◆ **TRECHO SELECIONADO**:
▶
As viagens de Dilma e Temer: mordomias, cancelamentos e a guerra do impeachment

As viagens da presidente Dilma Rousseff custaram R$ 3 milhões em 2015| Foto: Roberto Stuckert Filho/Presidência da República

A gastança com viagens da presidente Dilma Rousseff e do seu vice, Michel Temer, foi mantida no ano do impeachment que parou o governo e o país, em 2016. Foram gastos R$ 4,7 milhões com diárias e passagens. No ano anterior, eles haviam gasto R$ 5 milhões. E houve ainda as despesas com deslocamentos dos familiares de Dilma – R$ 564 mil – e dos seguranças da residência de Temer em São Paulo – R$ 790 mil. Em 2018, já presidente, Temer gastou sozinho R$ 4,1 milhões. Em 2017, todos os ex-presidentes torraram R$ 1,5 milhão em viagens. Todos os valores foram atualizados pela inflação.

O blog acessou dados oficiais da Presidência da República – que paga a conta – com as despesas dos presidentes, dos vice-presidentes e dos ex-presidentes de 2014 a 2020. A era petista foi batida pelo governo Jair Bolsonaro em 2019, quando o presidente e o vice, Hamilton Mourão, gastaram juntos R$ 9 milhões. As viagens do presidente e dos seus familiares custaram R$ 5 milhões, como mostrou reportagem do blog. Em 2015, último ano completo de Dilma, suas viagens custaram R$ 2,5 milhões, valor pouco abaixo das despesas de Temer – R$ 2,57 milhões.
◀
[Dados de origem]
▶
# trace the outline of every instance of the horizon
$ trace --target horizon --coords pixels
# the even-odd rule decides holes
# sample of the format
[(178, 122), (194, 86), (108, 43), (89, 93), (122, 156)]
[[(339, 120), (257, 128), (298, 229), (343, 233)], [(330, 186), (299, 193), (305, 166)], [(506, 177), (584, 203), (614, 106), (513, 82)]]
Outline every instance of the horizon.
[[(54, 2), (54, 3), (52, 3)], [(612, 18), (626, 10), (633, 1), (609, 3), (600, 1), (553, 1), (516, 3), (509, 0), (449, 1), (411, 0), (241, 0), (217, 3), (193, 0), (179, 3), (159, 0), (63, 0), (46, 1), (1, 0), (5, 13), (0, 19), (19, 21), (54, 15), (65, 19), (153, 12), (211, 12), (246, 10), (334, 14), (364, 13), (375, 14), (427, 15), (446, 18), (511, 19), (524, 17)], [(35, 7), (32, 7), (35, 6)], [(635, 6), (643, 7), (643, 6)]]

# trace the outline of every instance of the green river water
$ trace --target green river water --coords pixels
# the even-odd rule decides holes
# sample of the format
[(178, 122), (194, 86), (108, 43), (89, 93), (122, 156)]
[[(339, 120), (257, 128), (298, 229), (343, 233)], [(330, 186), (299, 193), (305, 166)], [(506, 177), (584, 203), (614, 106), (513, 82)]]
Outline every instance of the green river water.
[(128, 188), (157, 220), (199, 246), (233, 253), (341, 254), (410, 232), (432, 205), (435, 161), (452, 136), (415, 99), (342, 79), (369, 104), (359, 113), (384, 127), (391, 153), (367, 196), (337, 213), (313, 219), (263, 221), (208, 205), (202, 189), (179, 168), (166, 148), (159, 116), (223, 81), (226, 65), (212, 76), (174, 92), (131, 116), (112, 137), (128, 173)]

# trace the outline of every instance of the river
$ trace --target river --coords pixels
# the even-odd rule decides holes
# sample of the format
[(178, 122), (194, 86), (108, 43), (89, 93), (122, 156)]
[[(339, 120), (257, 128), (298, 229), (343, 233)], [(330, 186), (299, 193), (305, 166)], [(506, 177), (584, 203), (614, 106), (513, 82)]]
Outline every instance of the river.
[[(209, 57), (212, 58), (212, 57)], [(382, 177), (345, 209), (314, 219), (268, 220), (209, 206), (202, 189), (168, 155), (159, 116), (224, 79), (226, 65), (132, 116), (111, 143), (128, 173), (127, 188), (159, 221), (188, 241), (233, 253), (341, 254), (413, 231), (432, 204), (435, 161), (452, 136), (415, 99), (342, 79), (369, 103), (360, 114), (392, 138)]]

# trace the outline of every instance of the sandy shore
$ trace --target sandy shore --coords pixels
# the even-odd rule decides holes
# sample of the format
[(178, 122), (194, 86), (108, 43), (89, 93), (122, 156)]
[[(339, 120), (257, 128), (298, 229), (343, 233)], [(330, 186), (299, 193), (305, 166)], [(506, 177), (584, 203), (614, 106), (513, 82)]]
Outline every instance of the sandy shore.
◀
◆ **ATIVIDADE PROPOSTA**: Reproduza fielmente a passagem do texto sobre os gastos com viagens de Dilma e Temer que começa em "As viagens de" e termina em "atualizados pela inflação.". Os itens não têm relação alguma com o texto.

◆ **RESULTADO DO EXERCÍCIO**:
As viagens de Dilma e Temer: mordomias, cancelamentos e a guerra do impeachment

As viagens da presidente Dilma Rousseff custaram R$ 3 milhões em 2015| Foto: Roberto Stuckert Filho/Presidência da República

A gastança com viagens da presidente Dilma Rousseff e do seu vice, Michel Temer, foi mantida no ano do impeachment que parou o governo e o país, em 2016. Foram gastos R$ 4,7 milhões com diárias e passagens. No ano anterior, eles haviam gasto R$ 5 milhões. E houve ainda as despesas com deslocamentos dos familiares de Dilma – R$ 564 mil – e dos seguranças da residência de Temer em São Paulo – R$ 790 mil. Em 2018, já presidente, Temer gastou sozinho R$ 4,1 milhões. Em 2017, todos os ex-presidentes torraram R$ 1,5 milhão em viagens. Todos os valores foram atualizados pela inflação.